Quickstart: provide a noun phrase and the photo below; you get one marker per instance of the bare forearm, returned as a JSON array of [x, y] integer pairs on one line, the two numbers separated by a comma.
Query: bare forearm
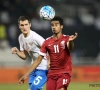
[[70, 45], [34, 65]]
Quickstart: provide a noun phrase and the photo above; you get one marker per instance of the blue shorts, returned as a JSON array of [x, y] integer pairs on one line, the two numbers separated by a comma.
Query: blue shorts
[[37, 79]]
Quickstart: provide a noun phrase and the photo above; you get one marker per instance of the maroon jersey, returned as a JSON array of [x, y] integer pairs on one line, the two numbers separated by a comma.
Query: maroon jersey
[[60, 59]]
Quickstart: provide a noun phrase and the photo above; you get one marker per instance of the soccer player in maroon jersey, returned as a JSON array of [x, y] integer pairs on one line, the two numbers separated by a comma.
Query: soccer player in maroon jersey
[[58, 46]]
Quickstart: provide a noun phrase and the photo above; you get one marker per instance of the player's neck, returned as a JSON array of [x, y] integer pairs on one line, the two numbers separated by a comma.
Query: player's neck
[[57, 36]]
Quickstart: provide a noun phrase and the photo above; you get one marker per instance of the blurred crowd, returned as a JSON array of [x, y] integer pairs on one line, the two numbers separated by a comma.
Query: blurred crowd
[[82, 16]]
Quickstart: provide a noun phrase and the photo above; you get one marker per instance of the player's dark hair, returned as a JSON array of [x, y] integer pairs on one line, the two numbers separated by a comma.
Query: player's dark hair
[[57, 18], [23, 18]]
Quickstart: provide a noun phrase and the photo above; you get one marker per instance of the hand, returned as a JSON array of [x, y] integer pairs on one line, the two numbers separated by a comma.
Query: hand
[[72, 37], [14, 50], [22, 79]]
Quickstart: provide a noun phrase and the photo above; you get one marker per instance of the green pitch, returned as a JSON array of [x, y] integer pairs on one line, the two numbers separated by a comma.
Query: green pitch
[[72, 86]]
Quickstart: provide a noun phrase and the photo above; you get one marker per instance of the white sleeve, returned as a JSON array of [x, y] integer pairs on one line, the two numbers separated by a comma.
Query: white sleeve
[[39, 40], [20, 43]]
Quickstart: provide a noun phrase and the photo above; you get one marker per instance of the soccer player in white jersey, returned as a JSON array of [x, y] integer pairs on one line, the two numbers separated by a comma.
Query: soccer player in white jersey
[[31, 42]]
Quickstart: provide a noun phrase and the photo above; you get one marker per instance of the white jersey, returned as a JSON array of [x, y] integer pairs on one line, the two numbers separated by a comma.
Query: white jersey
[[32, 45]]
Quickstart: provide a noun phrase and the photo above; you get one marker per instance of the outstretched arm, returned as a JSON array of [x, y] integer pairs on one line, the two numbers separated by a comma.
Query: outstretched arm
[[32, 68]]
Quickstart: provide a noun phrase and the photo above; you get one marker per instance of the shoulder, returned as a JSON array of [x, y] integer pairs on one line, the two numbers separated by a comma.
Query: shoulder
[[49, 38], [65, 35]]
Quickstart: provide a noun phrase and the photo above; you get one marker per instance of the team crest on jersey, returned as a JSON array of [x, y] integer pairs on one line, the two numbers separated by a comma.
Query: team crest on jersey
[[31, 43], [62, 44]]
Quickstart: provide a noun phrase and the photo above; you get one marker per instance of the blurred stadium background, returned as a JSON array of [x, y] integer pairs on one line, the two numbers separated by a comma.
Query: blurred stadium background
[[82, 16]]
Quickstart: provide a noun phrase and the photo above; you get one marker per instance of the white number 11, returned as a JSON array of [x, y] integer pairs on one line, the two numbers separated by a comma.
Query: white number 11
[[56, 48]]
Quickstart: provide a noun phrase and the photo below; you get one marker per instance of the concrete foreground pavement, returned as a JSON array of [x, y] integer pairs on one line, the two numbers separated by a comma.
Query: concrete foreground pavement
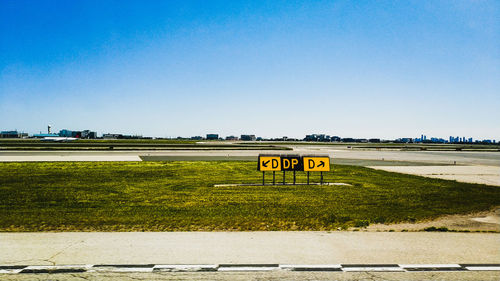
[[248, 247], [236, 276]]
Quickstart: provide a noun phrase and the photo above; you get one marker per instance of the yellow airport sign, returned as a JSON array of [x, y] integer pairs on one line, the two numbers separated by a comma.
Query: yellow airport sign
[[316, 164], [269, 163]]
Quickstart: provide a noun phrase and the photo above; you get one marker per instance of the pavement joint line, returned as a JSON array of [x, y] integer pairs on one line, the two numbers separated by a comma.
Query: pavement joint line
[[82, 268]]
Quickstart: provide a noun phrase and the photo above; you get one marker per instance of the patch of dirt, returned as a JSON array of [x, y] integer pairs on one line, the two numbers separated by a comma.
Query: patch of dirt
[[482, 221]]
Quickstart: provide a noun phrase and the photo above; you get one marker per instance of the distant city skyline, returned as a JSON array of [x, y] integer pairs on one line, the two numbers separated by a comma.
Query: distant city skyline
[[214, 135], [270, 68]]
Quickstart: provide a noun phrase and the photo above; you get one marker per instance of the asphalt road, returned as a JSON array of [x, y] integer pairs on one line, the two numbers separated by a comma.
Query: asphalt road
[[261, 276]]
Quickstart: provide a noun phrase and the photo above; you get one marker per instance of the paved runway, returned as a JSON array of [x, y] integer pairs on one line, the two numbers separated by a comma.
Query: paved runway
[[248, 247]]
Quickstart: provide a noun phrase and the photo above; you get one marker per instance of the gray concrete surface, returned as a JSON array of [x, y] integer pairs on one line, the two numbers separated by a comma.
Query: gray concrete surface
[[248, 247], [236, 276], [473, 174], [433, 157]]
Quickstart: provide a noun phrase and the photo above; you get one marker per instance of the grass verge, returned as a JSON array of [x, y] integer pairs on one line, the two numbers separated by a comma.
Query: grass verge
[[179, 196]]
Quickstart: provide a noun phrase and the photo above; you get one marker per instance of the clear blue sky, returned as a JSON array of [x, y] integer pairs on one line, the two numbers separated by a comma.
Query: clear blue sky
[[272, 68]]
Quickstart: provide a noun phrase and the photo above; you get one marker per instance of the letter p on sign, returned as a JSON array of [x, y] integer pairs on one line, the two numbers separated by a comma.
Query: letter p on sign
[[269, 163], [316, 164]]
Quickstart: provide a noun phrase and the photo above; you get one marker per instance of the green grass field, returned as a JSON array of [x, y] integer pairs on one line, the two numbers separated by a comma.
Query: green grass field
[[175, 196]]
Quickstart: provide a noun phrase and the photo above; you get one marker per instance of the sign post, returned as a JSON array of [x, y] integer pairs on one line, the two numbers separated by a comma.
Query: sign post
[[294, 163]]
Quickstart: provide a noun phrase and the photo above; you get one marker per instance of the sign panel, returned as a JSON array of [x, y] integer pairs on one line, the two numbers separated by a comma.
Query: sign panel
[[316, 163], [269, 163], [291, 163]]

Stated exercise =>
Write out the entries above verbatim; the pictures do not belong in your copy.

Result of the exercise =>
Quickstart: provide a noun phrase and the photo below; you get one marker per instance of the bare forearm, returned as a JSON array of [x, y] integer pairs on one line, the two numbers separated by a comma.
Query: bare forearm
[[70, 45], [34, 65]]
Quickstart: provide a noun phrase and the photo above; you get one marker per instance of the blue shorts, returned as a JSON array of [x, y] integer pairs on one line, the two numbers separated by a comma.
Query: blue shorts
[[37, 79]]
Quickstart: provide a noun phrase and the photo above; you get one marker per instance of the maroon jersey, returned as a JSON array of [x, y] integer pairs on one line, the two numbers separated by a comma.
Query: maroon jersey
[[60, 59]]
Quickstart: provide a noun phrase and the photo above; you get one marker per instance of the soccer player in maroon jersey, returned as a JSON array of [x, y] integer pairs on one line, the two numbers separated by a comma.
Query: soccer player in maroon jersey
[[58, 46]]
Quickstart: provide a noun phrase and the photo above; you get one marker per instance of the player's neck, returned as a JSON array of [x, y] integer pairs on one line, the two numbers separated by a comma.
Query: player's neck
[[57, 36]]
Quickstart: provide a noun phrase and the photo above; you get one marker per instance of the blurred crowd, returned as a JSON array of [x, y] integer pairs on one line, the two numbers separated by a comma.
Query: blurred crowd
[[82, 16]]
Quickstart: provide a noun phrase and the photo above; you get one marker per instance of the player's dark hair, returned as a JSON array of [x, y] integer pairs on one line, the two numbers separated by a comma.
Query: player's dark hair
[[57, 18], [23, 18]]
Quickstart: provide a noun phrase and the photo above; you get one marker per instance of the hand, returned as a JSON array of [x, y] integer pairs on one line, the two numbers separated by a comma.
Query: hand
[[72, 37], [14, 50], [22, 79]]
Quickstart: provide a noun phrase and the photo above; you get one marker per instance of the green pitch, returned as a JSON array of [x, y] integer pairs on one line, the two numbers separated by a comma.
Query: green pitch
[[72, 86]]
Quickstart: provide a noun phrase and the photo above; you get one marker per instance of the white sleeve, returned as a JSON array of [x, y] integer pairs on one line, the two numbers separated by a comma.
Query: white sleeve
[[39, 40], [20, 43]]
Quickstart: provide a noun phrase and the photo above; you get one marker per instance of the soccer player in white jersey, returned as a JSON array of [x, y] integer pairs on one line, the two numbers separated by a comma.
Query: soccer player in white jersey
[[31, 42]]
Quickstart: provide a noun phrase and the photo above; you get one marker per instance of the white jersey, returned as a JSON array of [x, y] integer pairs on one line, the two numbers separated by a comma.
Query: white jersey
[[32, 45]]
Quickstart: provide a noun phrase and the photo above; you get one marker per instance of the outstretched arm, returned as a JSON array of [x, y] integer pairs on one line, the two numbers separated by a comma.
Query: outstretched arm
[[32, 68]]
Quickstart: provide a noun phrase and the photo above; you get one marker per instance of the shoulder, returned as a JSON array of [x, y] integer pairs on one line, the two numbers separated by a comma.
Query: shoulder
[[49, 38], [65, 35]]
Quickstart: provide a noun phrase and the photo above; you get one marker per instance of the team crest on jersey, returned as a JSON array of [x, y] integer pairs on one line, the two numbers separated by a comma.
Query: team crest on jersey
[[31, 43], [62, 44]]
Quickstart: provide a noun phrase and the photo above; you get one marker per instance of the blurred stadium background, returned as a JSON array of [x, y] integer pairs on one line, the two numbers separated by a comma.
Query: blurred stadium background
[[82, 16]]
Quickstart: provide a noun phrase and the photo above; you get one marker per instance of the white number 11, returned as a JSON array of [x, y] integer pairs on one line, the two numbers separated by a comma.
Query: white number 11
[[56, 48]]
Quickstart: provide a noun phrase and the photo below; you get one marker per instance of the concrete foreground pavement, returned as a JSON array of [x, y] integer pairs on one line, the two numbers separated by a comma.
Query: concrete foreground pavement
[[248, 247], [236, 276]]
Quickstart: provide a noun phrase and the photo above; you get one marker per instance of the yellow airport sign, returned as a JSON array of [x, y] integer pairs on one line, the two numbers separated by a comma.
Query: yellow airport sign
[[316, 164], [269, 163]]
Quickstart: provide a noun phrase and the photo above; you get one marker per instance of the pavement joint line, returned as a JSON array of [x, y] integer pairs on one line, the two numbers separated by a comma.
Query: pavement joint line
[[82, 268]]
Quickstart: provide a noun phrase and the photo above; you get one marker per instance of the patch of dirt, returned as a JSON array of [x, y] integer pairs on one line, the two numbers separated by a comma.
Query: patch of dirt
[[482, 221]]
Quickstart: provide a noun phrase and the photo above; you get one marker per instance of the distant city skyline, returned as a JSON array of [x, y] integer pairs on one line, the two numbers separated by a comma.
Query: distant city skyline
[[214, 135], [270, 68]]
Quickstart: provide a noun phrase and the photo above; you get one marker per instance of the asphalt road, returned as a JSON array of [x, y] integer pairs on one line, the two numbers separated by a comma.
Query: asphalt road
[[261, 276]]
Quickstart: provide a noun phrase and the photo above; you get one marker per instance of the paved runway, returned as a JSON array of [x, y] integer pairs on one line, the two numbers separated by a comma.
Query: paved runway
[[248, 247]]
Quickstart: provide a noun phrase and the photo above; you get one marker per instance of the gray concrete surface, returned as a JSON array of [x, y] integer pairs on one line, the two numbers separated by a comma.
Query: gray concrete surface
[[248, 247], [236, 276], [473, 174], [433, 157]]
Quickstart: provide a noun phrase and the photo above; you get one marker per instance of the grass verge, returned as a JSON array of [x, y] integer pairs on one line, the two numbers separated by a comma.
Query: grass verge
[[179, 196]]
Quickstart: provide a noun phrase and the photo above; you get one marker per instance of the clear blue sky, returned as a JSON array of [x, y] integer pairs on one line, the two numbers separated by a comma.
Query: clear blue sky
[[272, 68]]
Quickstart: provide a noun phrase and the photo above; you get one marker per instance of the letter p on sign, returned as a JSON array of [x, y] integer pairs on one line, the two numbers separated by a comma.
Query: letter p on sign
[[269, 163], [316, 164]]
Quickstart: provide a noun phrase and the photo above; you get one marker per instance of the green grass field, returned as a JSON array of [x, y] integer pairs on one line, the two numbers separated by a comma.
Query: green grass field
[[175, 196]]
Quickstart: provide a noun phrase and the photo above; you get one marker per instance of the sign post, returned as a JSON array of [x, y] integer pairs on one line, the two numbers separated by a comma.
Query: sign post
[[294, 163]]
Quickstart: provide a noun phrase and the photo above; you get one marker per instance of the sign panel, returned as a JSON array of [x, y] integer pairs on one line, the two numbers separated by a comma.
Query: sign panel
[[316, 163], [269, 163], [291, 163]]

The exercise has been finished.